### Data for this task ###

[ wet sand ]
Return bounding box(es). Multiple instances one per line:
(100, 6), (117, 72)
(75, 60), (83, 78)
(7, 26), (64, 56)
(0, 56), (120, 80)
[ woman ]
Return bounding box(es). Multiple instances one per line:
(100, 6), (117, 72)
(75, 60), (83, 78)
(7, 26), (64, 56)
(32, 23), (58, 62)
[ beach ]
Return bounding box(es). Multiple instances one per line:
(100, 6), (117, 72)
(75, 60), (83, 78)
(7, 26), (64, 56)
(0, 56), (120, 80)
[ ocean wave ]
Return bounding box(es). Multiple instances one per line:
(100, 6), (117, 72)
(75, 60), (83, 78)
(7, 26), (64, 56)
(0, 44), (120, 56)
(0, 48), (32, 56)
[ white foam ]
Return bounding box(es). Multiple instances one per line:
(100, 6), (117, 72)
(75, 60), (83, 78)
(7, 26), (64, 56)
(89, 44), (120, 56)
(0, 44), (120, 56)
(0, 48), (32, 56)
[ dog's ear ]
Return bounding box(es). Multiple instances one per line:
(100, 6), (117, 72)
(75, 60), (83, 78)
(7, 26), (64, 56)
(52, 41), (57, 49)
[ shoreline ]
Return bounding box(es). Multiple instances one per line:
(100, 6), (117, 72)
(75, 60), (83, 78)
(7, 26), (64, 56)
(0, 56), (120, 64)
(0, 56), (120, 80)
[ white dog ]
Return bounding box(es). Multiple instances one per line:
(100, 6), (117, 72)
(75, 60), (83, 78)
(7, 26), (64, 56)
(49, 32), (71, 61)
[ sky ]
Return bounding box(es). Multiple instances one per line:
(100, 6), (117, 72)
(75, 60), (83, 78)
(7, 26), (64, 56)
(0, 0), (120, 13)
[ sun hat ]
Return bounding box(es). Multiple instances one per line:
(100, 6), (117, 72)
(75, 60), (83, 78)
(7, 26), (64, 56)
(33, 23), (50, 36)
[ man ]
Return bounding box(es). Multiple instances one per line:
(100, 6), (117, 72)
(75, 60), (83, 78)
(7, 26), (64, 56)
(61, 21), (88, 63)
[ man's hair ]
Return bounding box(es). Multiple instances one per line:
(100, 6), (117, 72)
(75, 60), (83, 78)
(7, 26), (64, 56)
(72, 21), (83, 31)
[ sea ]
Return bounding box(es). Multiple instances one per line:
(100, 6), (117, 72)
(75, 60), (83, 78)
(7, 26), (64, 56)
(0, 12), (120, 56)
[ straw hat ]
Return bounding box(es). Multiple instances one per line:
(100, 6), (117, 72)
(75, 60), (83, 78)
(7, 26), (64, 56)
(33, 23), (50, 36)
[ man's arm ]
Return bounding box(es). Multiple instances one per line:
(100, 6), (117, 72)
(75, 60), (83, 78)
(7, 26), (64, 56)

###

Exercise: Reproduce every one of the lines above verbatim, from the first through the last, with no alterations.

Solution for this problem:
[ wet sand ]
Return bounding box(es). Multiple instances one per line:
(100, 6), (117, 72)
(75, 60), (83, 78)
(7, 26), (64, 56)
(0, 56), (120, 80)
[ woman ]
Return bounding box(es). Multiple instances one per line:
(100, 6), (117, 72)
(75, 60), (83, 78)
(7, 26), (64, 56)
(32, 23), (58, 62)
[ beach ]
Return bounding box(es). Multiple instances one per line:
(100, 6), (117, 72)
(75, 60), (83, 78)
(7, 26), (64, 56)
(0, 56), (120, 80)
[ ocean wave ]
Return bounding box(es). Multiple instances one per line:
(100, 6), (117, 72)
(75, 60), (83, 78)
(7, 26), (64, 56)
(0, 44), (120, 56)
(0, 48), (32, 56)
[ white foam ]
Return bounding box(es). Multiple instances one per line:
(100, 6), (117, 72)
(75, 60), (83, 78)
(7, 26), (64, 56)
(89, 44), (120, 56)
(0, 44), (120, 56)
(0, 48), (32, 56)
[ dog's ear ]
Return bounding box(es). Multiple instances one per line:
(100, 6), (117, 72)
(75, 60), (83, 78)
(7, 26), (64, 56)
(52, 41), (57, 49)
[ shoreline ]
Return bounding box(es). Multiple instances one per line:
(100, 6), (117, 72)
(75, 60), (83, 78)
(7, 26), (64, 56)
(0, 56), (120, 64)
(0, 56), (120, 80)
[ white dog ]
Return bounding box(es). Multiple instances one per line:
(100, 6), (117, 72)
(75, 60), (83, 78)
(7, 26), (64, 56)
(49, 32), (71, 61)
[ sky ]
Return bounding box(es). Multiple instances one per line:
(100, 6), (117, 72)
(75, 60), (83, 78)
(7, 26), (64, 56)
(0, 0), (120, 13)
[ sun hat ]
Return bounding box(es). Multiple instances one per line:
(100, 6), (117, 72)
(75, 60), (83, 78)
(7, 26), (64, 56)
(33, 23), (50, 36)
[ man ]
Return bounding box(es). Multiple instances one per line:
(100, 6), (117, 72)
(75, 60), (83, 78)
(7, 26), (64, 56)
(61, 21), (88, 63)
[ man's hair ]
Return bounding box(es). Multiple instances one per line:
(100, 6), (117, 72)
(75, 60), (83, 78)
(7, 26), (64, 56)
(72, 21), (83, 31)
[ sea ]
Return bounding box(es). Multiple instances one per line:
(100, 6), (117, 72)
(75, 60), (83, 78)
(7, 26), (64, 56)
(0, 12), (120, 56)
[ straw hat ]
Return bounding box(es). Multiple instances one per line:
(100, 6), (117, 72)
(75, 60), (83, 78)
(7, 26), (64, 56)
(33, 23), (50, 36)
[ man's arm ]
Return bounding box(es). Multiple instances one per line:
(100, 6), (117, 72)
(75, 60), (83, 78)
(7, 26), (64, 56)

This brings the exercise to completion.